§ What the exercise asks
Answer these from the H1N1 review text:
1. How many recommendations does the Report make?
2. Who chairs the Pandemic Review Implementation Advisory Committee?
3. What pandemic phase was Australia in as of 1 December 2010?
===== Extracted text
Review of Australia’s Health Sector Response to Pandemic (H1N1) 2009: Lessons Identified
The Report is the result of extensive consultation with Australia’s domestic stakeholders to ensure it accurately reviews the health sector response to the 2009 pandemic. It focuses on what was planned, what happened during the response, and identifies key issues and lessons to inform future pandemic planning in Australia. The Report makes twenty-five recommendations that encompass the range of public health policies and actions relevant to a national health sector response to an influenza pandemic.
The Pandemic Review Implementation Advisory Committee (PRIAC) was established to oversee the implementation of the recommendations. The PRIAC is chaired by the Chief Medical Officer (CMO), Professor Chris Baggoley, and comprises of appropriate stakeholders including Commonwealth, jurisdictional, and specialist representation. The outcomes of a number of recommendations will inform a review of the Australian Health Management Plan for Pandemic Influenza 2009.
Pandemic Phase Status
As of 1 December 2010, Australia is in pandemic phase ALERT.
The key element of the ALERT phase is heightened vigilance for a new influenza virus or a change in a current circulating influenza virus, which may be of concern. This is consistent with the WHO’s recommendation to continue ongoing vigilance in the early post-pandemic period.
==========
===== Data section
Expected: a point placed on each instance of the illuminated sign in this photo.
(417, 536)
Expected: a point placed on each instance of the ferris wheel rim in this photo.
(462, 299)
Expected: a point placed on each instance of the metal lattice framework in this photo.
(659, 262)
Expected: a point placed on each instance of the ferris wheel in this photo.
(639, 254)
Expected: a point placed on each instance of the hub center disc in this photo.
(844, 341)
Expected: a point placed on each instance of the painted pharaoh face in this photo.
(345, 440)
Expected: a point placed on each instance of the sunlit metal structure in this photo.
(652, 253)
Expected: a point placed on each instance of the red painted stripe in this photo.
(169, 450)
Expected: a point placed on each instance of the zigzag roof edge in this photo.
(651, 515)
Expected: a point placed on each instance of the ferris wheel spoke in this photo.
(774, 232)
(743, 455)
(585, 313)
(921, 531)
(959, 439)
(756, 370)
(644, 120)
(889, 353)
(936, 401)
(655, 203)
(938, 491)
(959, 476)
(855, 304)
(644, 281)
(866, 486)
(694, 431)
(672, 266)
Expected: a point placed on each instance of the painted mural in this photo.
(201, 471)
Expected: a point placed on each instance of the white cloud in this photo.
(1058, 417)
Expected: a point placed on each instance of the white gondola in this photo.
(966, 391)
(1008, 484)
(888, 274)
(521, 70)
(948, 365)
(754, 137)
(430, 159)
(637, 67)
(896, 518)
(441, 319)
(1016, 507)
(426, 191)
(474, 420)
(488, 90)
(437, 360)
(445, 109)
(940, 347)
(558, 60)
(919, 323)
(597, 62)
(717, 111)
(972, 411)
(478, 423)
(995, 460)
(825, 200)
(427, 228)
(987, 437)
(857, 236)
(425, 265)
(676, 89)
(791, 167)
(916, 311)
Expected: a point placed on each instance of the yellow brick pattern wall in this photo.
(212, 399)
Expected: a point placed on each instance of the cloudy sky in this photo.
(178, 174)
==========
§ Result for this exercise
1. Twenty-five.
2. The Chief Medical Officer, Professor Chris Baggoley.
3. ALERT.